Recorded data
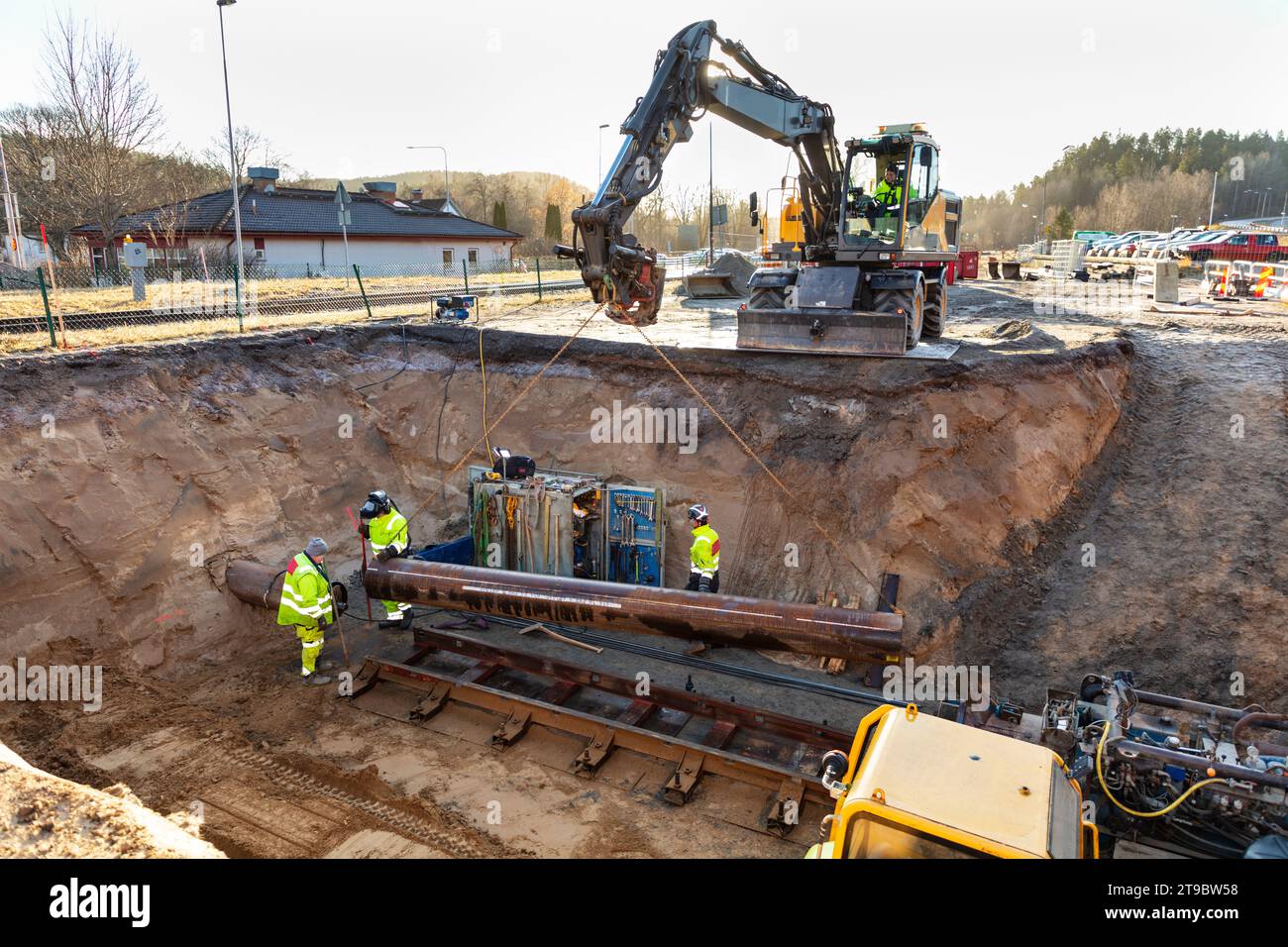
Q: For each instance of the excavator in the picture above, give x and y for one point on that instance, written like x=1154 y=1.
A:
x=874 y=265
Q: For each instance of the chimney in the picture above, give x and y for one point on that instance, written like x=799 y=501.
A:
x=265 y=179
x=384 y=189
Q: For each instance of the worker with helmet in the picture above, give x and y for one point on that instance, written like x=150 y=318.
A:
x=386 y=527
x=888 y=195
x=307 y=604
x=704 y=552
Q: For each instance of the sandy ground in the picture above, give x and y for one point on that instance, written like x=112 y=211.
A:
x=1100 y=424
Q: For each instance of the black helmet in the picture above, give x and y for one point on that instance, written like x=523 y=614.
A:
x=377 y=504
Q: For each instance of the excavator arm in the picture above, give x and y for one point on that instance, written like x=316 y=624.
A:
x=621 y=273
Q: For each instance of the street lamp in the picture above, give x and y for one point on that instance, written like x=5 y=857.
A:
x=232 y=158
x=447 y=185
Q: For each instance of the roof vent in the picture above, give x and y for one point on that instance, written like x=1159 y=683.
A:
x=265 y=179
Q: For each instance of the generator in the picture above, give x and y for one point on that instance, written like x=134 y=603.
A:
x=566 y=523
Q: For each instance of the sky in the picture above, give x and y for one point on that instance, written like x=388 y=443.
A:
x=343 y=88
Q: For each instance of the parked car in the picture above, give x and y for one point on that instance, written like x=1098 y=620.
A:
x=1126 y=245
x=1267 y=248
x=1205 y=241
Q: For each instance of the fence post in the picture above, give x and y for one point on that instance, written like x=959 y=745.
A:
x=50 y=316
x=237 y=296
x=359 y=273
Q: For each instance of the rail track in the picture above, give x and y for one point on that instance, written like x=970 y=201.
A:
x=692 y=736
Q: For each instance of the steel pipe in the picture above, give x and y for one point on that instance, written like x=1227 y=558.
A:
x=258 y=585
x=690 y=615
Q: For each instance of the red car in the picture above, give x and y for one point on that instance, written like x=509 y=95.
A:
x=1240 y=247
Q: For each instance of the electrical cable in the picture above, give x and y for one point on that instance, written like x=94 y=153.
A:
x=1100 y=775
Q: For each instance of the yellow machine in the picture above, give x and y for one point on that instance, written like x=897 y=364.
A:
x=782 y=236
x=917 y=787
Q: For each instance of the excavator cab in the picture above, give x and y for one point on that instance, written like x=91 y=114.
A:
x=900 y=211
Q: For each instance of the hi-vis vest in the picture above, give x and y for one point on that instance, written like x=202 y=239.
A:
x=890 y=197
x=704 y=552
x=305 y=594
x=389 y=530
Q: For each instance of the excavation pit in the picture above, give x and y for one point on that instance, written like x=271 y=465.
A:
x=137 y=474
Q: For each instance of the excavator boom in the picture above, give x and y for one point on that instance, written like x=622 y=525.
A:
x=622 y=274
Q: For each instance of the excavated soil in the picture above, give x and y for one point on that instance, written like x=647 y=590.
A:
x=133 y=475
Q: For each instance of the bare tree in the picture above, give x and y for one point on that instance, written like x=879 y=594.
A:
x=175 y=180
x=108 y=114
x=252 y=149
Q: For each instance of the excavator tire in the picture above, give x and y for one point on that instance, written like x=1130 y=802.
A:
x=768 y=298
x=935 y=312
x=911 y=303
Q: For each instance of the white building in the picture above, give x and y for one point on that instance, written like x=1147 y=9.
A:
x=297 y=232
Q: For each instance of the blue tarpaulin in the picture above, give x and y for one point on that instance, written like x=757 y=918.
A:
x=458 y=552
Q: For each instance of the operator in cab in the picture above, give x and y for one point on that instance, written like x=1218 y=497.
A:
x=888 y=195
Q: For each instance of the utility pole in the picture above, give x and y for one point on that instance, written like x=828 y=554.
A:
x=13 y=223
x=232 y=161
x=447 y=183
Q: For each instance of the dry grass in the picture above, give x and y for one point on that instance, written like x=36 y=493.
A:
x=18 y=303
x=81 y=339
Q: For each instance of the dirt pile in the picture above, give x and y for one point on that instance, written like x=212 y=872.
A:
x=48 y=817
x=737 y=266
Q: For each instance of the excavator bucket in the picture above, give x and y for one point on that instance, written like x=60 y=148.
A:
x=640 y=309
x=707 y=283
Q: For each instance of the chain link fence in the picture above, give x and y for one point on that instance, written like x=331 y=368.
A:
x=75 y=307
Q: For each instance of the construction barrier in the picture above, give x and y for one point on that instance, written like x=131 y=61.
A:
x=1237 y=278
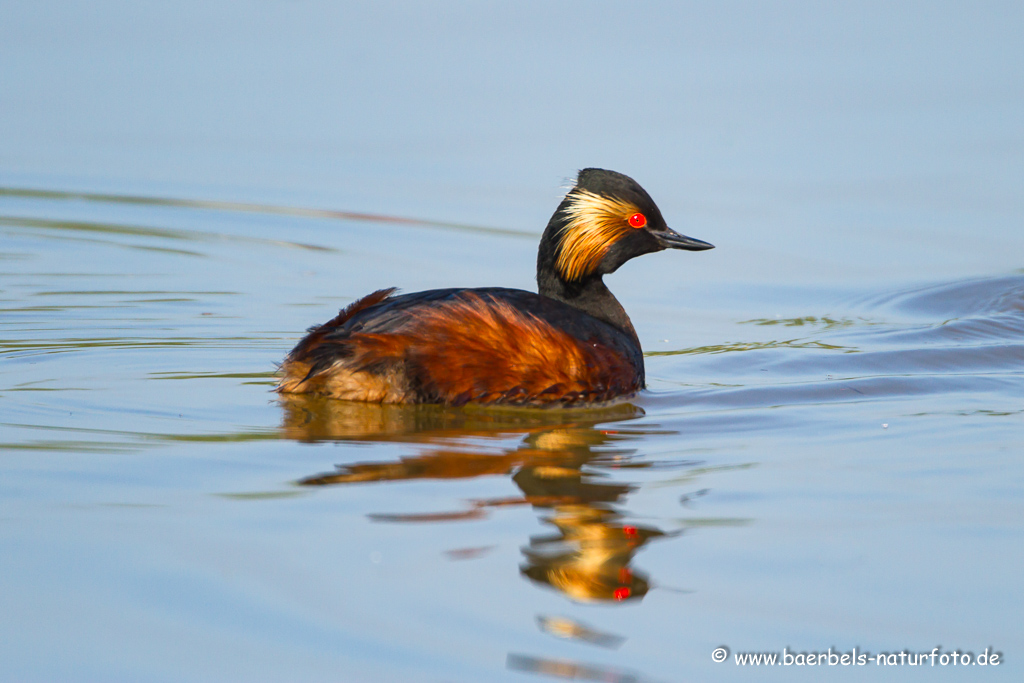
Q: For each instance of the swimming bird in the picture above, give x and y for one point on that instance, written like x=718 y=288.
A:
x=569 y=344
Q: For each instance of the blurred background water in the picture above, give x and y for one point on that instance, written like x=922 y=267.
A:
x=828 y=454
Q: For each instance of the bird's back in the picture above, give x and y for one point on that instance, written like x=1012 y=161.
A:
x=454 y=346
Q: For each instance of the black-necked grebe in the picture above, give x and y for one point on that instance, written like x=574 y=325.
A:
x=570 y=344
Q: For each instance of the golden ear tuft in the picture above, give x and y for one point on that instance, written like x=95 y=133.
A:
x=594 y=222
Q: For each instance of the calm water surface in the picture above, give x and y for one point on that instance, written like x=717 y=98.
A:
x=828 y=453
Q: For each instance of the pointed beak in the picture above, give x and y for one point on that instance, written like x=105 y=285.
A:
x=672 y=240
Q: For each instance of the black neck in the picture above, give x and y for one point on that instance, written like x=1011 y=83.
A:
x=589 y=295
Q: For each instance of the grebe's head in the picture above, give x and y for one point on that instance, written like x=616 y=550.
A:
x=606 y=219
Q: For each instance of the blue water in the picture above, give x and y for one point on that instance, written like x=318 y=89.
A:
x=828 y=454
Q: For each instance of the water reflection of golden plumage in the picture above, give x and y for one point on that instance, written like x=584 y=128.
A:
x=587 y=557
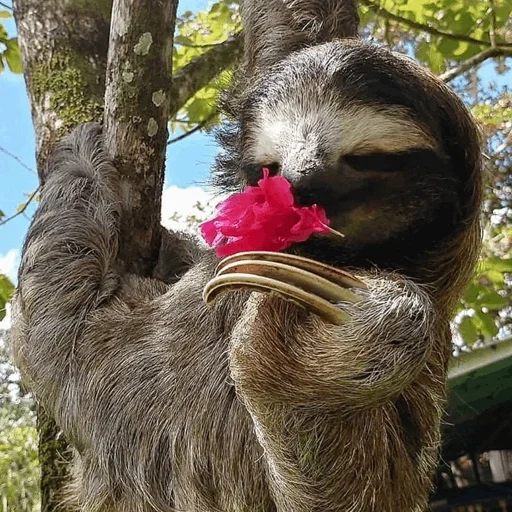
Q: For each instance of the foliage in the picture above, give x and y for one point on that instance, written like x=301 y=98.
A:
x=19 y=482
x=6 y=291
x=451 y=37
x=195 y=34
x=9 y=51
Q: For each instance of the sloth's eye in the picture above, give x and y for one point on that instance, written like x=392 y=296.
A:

— What you are asked to do —
Put the lines of the listing above into a JSON list of strings, one string per line and no blank lines, starting at the top of the listing and ending with the line containing "x=566 y=523", that line included. Omit the pictures.

— Task solution —
[
  "Q: For each instance of the excavator in the picture above, give x and y for one point on that instance, written like x=1154 y=1.",
  "A:",
  "x=874 y=265",
  "Q: For each instance of the chimney in the picture above, give x and y for one point on that instance, written like x=799 y=501.",
  "A:",
  "x=265 y=179",
  "x=384 y=189",
  "Q: For each instance of the worker with helmet in the picture above, give x and y for one point on that instance, written like x=150 y=318.",
  "A:",
  "x=386 y=527",
  "x=888 y=195",
  "x=307 y=604",
  "x=704 y=552",
  "Q: For each instance of the sandy ground in the picture above, give x and y for one point on that instance, written like x=112 y=211.",
  "A:",
  "x=1100 y=424",
  "Q: For each instance of the black helmet in the picture above, give x and y for one point on that instance, written like x=523 y=614.",
  "A:",
  "x=377 y=504",
  "Q: For each instance of the excavator arm in the picture above, give x and y for one point on that instance, written like x=316 y=624.",
  "A:",
  "x=621 y=273",
  "Q: For each instance of the street lamp in the picture above, give x and y for one point on that instance, written like x=5 y=857.",
  "A:",
  "x=232 y=158",
  "x=447 y=185",
  "Q: For each instance of the roof vent in the picture above, give x and y for one point on that instance, written like x=1159 y=683.",
  "A:",
  "x=265 y=179",
  "Q: For each instance of the generator in the picture above, give x and y for one point on that instance, written like x=134 y=603.",
  "A:",
  "x=566 y=523"
]